# Assigned task
Give back the line containing "In this exercise you will find the pale" along with every line after it, exactly, until the entries end.

Point localization data
• • • •

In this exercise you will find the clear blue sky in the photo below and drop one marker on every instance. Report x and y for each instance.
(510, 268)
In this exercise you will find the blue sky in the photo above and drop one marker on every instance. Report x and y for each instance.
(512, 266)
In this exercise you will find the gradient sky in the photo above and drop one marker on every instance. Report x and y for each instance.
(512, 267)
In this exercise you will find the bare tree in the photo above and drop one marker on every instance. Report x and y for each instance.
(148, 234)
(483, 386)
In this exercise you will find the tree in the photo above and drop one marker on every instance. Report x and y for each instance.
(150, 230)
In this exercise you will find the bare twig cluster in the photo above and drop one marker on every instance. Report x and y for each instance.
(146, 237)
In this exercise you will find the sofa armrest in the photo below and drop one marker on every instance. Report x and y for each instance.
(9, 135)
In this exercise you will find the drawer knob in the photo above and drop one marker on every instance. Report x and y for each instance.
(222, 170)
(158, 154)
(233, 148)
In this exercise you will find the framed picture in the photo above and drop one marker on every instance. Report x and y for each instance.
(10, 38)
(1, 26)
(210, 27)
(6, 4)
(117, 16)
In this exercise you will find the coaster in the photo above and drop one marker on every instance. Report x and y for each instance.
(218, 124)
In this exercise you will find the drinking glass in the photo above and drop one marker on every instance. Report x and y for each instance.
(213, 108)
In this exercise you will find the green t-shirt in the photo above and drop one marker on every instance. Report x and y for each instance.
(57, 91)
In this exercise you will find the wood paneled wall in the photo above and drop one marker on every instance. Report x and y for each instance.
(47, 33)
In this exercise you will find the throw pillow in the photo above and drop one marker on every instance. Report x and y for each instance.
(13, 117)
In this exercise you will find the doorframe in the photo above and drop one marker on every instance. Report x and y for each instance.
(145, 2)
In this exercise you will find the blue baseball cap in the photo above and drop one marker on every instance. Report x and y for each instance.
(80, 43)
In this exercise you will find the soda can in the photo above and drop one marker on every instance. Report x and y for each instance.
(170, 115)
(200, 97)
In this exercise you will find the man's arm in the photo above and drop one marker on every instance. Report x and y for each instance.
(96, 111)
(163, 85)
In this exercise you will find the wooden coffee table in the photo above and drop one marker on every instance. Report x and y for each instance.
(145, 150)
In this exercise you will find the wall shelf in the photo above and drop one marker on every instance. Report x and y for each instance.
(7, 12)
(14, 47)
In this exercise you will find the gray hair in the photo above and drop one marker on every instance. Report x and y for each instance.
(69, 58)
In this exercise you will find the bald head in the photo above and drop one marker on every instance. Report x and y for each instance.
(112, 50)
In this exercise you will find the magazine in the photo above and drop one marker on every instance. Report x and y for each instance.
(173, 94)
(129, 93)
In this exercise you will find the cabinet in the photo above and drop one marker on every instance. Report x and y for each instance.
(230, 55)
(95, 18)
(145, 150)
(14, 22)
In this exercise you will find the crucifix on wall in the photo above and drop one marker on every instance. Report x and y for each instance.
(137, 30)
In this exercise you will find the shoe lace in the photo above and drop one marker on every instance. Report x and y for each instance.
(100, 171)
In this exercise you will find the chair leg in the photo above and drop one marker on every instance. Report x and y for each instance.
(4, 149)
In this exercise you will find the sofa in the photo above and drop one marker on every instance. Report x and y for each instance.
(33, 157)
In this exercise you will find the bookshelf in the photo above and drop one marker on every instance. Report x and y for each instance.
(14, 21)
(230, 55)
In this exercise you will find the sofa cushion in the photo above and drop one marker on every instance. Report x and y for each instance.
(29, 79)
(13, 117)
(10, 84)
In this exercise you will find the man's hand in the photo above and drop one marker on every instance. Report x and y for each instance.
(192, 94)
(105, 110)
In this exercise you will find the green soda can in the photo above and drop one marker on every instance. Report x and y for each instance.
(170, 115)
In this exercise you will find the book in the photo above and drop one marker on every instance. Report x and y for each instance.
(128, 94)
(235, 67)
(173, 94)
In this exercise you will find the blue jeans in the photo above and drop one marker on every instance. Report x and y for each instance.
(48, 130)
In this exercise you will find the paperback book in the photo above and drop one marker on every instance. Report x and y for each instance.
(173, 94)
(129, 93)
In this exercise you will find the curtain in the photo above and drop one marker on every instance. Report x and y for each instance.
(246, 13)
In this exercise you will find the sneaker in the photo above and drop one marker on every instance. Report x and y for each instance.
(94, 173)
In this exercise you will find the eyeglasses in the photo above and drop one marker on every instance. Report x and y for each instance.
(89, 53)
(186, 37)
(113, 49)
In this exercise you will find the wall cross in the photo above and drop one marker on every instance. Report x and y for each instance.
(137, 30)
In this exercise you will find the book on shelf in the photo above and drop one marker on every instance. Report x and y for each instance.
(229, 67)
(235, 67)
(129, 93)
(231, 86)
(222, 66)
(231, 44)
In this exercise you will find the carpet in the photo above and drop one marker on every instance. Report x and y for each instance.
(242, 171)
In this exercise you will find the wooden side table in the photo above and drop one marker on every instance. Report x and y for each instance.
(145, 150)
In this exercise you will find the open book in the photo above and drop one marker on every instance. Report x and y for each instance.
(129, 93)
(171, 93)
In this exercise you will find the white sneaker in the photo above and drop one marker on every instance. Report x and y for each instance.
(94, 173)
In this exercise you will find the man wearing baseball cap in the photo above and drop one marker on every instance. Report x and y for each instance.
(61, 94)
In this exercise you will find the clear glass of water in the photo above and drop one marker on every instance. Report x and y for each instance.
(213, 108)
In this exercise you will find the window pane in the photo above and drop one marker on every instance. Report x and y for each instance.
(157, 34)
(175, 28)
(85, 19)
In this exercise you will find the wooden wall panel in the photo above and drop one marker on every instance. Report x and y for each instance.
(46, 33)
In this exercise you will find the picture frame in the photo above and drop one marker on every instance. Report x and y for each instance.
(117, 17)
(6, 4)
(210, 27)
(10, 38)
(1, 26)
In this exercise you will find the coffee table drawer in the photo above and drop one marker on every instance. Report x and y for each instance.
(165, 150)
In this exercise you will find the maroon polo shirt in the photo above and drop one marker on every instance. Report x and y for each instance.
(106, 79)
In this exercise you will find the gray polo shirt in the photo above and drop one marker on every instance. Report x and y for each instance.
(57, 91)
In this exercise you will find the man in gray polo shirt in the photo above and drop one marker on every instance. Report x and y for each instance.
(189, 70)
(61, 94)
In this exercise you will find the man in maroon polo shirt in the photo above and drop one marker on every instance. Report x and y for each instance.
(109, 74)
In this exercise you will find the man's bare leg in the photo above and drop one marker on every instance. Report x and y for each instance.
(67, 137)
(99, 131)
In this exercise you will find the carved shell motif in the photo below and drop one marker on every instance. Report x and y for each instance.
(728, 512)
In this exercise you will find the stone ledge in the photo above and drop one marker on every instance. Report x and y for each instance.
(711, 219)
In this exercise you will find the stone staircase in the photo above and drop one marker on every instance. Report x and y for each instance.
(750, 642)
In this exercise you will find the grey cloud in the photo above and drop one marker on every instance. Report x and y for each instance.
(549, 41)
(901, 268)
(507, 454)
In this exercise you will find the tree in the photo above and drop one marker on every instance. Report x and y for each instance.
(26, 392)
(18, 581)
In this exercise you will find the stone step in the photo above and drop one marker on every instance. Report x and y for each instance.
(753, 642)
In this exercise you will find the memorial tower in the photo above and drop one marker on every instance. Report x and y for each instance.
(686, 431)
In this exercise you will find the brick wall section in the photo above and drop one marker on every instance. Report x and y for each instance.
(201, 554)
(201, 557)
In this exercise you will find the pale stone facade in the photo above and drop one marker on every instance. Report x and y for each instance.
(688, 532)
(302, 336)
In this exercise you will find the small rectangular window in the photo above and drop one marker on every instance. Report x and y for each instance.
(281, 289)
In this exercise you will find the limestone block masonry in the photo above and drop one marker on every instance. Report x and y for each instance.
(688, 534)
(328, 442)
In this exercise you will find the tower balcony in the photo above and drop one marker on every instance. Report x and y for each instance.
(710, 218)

• • • •

# Expected answer
In this exercise you will find the pale stone facade in the photo above and drop one marker on every instance. Report x and y for each instance.
(688, 532)
(302, 336)
In this exercise you will find the small rectangular window in the photo above and drop one marker on every instance. Report x and y for each instance.
(281, 289)
In this exercise you will find the limestone block masonry in the photo above and drop one marker on every instance. Report x and y for each instance.
(688, 534)
(328, 442)
In this exercise you will find the tower balcony in the photo above and drop one marker on every instance. Report x and y for each instance.
(710, 218)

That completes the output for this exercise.